↓↓↓

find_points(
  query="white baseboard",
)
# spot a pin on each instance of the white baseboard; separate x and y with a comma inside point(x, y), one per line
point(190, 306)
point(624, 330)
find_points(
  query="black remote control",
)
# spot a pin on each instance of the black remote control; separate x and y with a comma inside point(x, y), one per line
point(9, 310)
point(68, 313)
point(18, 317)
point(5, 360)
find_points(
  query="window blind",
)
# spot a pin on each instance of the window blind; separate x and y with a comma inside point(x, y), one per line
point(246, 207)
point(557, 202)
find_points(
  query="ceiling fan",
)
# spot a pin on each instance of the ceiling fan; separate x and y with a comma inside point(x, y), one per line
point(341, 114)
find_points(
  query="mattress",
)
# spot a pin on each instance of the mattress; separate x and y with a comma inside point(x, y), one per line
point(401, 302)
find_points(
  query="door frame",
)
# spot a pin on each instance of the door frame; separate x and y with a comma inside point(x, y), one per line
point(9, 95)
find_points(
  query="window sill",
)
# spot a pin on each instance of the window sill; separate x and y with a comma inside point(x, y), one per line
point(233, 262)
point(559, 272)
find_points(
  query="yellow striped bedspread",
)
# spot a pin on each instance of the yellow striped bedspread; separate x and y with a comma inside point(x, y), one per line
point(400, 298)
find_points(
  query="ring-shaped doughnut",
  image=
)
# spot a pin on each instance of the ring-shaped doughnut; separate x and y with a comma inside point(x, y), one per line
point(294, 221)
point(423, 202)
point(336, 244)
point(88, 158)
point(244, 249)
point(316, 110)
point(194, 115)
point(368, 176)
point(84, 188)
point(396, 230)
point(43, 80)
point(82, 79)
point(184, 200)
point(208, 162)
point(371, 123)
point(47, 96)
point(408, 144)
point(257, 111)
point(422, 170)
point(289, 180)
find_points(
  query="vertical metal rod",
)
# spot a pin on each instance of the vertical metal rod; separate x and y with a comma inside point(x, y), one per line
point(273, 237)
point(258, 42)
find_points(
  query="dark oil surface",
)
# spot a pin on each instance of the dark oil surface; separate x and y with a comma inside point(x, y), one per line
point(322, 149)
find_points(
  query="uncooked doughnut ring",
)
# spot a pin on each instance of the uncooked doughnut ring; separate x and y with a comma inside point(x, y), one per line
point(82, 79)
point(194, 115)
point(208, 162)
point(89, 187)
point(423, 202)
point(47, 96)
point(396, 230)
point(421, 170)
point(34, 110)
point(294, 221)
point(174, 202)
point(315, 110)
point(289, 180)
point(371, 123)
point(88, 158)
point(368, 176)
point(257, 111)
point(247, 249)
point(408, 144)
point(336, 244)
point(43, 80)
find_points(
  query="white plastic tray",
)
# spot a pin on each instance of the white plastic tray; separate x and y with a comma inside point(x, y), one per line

↑↑↑

▶ **PROBLEM STATEMENT**: List every line in the records above that contains the word "bedspread", copying each such line in full.

▶ **FULL OUTPUT**:
  query="yellow striped bedspread",
# spot a pin on each instance of the yellow striped bedspread; separate x and y with a comma inside point(x, y), one per line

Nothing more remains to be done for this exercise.